Estratto scelto.
-------------------------

Le macchie della pelle

6 Lug 2010

Professor Lotti, che cosa sono le macchie della pelle?

Le “discromie” o “macchie” della pelle indicano una modificazione circoscritta o diffusa del normale colorito cutaneo. Il colore della cute dipende soprattutto da un pigmento chiamato melanina, che è responsabile dei cinque colori base della pelle e dei capelli: nero, bruno, rosso, giallo, bianco (assenza di melanina). Altre due sostanze che contribuiscono al colorito cutaneo sono l’emoglobina ed i carotenoidi, pigmenti gialli prodotti dalle piante che si accumulano nell’epidermide e nel tessuto sottocutaneo. Nella maggior parte dei casi però, le modificazioni del colore della pelle sono legate ad una alterata distribuzione della pigmentazione melanica e possono essere così accademicamente suddivise in due grandi gruppi:

  • ipermelanosi o ipercromie caratterizzate da un incremento della melanina della cute;
  • ipomelanosi con riduzione o assenza del pigmento dalla cute che appare più chiara rispetto alla cute normale.

Le ipermelanosi, le macchie della pelle più comuni, sono di norma localizzate in specifiche zone cutanee o diffuse e possono essere dovute sia ad un aumento del numero dei melanociti (cellule che producono la melanina) sia ad aumento della melanina prodotta (pigmento scuro prodotto dai melanociti) con normale numero dei melanociti.

Quali sono i fattori scatenanti?

Le cause delle ipermelanosi possono essere sia di natura genetica che ambientale. I fattori scatenanti più frequenti sono l’esposizione ai raggi ultravioletti (sia solari sia da sorgenti artificiali); l’assunzione di farmaci fotosensibilizzanti o fototossici; l’applicazione di cosmetici, profumi o cerette che generano in soggetti predisposti una iperpigmentazione post-infiammatoria; fattori ormonali, in particolare gli ormoni estrogeni e soprattutto il progesterone o disfunzioni di natura metabolica.

Le ipermelanosi possono comparire anche al volto?

-------------------------

Elenco fornito.
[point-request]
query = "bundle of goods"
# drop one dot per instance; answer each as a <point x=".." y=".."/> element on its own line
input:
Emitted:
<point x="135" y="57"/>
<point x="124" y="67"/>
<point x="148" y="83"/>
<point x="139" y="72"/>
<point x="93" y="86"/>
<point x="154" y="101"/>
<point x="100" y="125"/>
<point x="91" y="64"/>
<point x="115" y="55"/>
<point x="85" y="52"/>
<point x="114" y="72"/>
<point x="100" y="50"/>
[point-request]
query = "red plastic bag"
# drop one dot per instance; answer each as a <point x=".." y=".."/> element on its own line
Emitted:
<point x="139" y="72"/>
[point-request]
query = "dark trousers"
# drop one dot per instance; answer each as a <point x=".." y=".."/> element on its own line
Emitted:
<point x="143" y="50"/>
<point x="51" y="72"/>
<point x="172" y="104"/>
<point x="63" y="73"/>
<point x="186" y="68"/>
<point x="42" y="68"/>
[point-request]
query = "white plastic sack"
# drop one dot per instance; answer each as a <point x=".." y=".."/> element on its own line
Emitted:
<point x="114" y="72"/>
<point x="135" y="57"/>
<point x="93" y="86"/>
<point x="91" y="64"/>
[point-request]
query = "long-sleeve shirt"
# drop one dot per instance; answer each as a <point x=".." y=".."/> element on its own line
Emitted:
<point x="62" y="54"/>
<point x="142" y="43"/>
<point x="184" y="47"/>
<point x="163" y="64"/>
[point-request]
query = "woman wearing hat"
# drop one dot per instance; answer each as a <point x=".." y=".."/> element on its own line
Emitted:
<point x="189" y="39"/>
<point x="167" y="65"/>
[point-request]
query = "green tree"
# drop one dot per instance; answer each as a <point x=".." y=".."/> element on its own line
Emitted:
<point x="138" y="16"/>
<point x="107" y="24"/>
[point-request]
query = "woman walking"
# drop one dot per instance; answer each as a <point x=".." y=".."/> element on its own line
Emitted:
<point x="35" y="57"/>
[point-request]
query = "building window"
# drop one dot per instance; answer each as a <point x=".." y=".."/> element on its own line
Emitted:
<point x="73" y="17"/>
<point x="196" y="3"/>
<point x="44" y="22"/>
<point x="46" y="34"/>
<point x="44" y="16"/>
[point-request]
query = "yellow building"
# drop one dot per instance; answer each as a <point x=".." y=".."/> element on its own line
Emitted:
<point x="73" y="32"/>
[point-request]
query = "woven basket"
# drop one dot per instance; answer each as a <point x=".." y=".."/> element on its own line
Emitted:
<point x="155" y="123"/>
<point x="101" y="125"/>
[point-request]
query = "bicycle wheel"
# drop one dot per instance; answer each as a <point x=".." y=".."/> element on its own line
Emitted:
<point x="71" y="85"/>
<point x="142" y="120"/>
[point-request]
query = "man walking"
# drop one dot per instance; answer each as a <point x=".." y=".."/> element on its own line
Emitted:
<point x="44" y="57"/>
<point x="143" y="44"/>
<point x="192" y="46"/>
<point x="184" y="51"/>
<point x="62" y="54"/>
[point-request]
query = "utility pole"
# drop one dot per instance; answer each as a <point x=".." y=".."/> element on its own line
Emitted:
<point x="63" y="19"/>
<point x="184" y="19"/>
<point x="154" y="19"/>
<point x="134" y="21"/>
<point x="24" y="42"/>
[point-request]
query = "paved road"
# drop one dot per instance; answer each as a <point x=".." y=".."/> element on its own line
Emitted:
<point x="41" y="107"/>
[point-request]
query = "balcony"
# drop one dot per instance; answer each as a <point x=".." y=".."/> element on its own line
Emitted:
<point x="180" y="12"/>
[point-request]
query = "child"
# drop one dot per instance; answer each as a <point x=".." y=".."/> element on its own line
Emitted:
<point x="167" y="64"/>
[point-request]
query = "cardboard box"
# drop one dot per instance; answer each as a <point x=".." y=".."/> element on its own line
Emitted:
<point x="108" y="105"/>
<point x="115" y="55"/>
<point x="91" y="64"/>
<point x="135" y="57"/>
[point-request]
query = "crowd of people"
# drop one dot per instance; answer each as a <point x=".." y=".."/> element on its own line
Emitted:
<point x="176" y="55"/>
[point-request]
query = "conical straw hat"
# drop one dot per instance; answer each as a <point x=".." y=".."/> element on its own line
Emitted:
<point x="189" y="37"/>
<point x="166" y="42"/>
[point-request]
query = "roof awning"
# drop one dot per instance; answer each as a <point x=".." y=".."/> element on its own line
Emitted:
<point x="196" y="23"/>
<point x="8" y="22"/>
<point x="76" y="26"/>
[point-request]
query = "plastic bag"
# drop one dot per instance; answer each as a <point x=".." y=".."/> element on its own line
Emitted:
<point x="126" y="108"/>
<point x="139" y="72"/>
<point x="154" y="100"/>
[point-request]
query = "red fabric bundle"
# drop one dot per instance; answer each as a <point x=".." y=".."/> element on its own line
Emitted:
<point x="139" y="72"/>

-------------------------

Compito. Sostituisci "localizzate" con "circoscritte" nel passo del testo sulle macchie della pelle che parte dalle parole "Le ipermelanosi, le" e si chiude dopo "numero dei melanociti.", poi riscrivi il passo così modificato.

Risultato del compito.
Le ipermelanosi, le macchie della pelle più comuni, sono di norma circoscritte in specifiche zone cutanee o diffuse e possono essere dovute sia ad un aumento del numero dei melanociti (cellule che producono la melanina) sia ad aumento della melanina prodotta (pigmento scuro prodotto dai melanociti) con normale numero dei melanociti.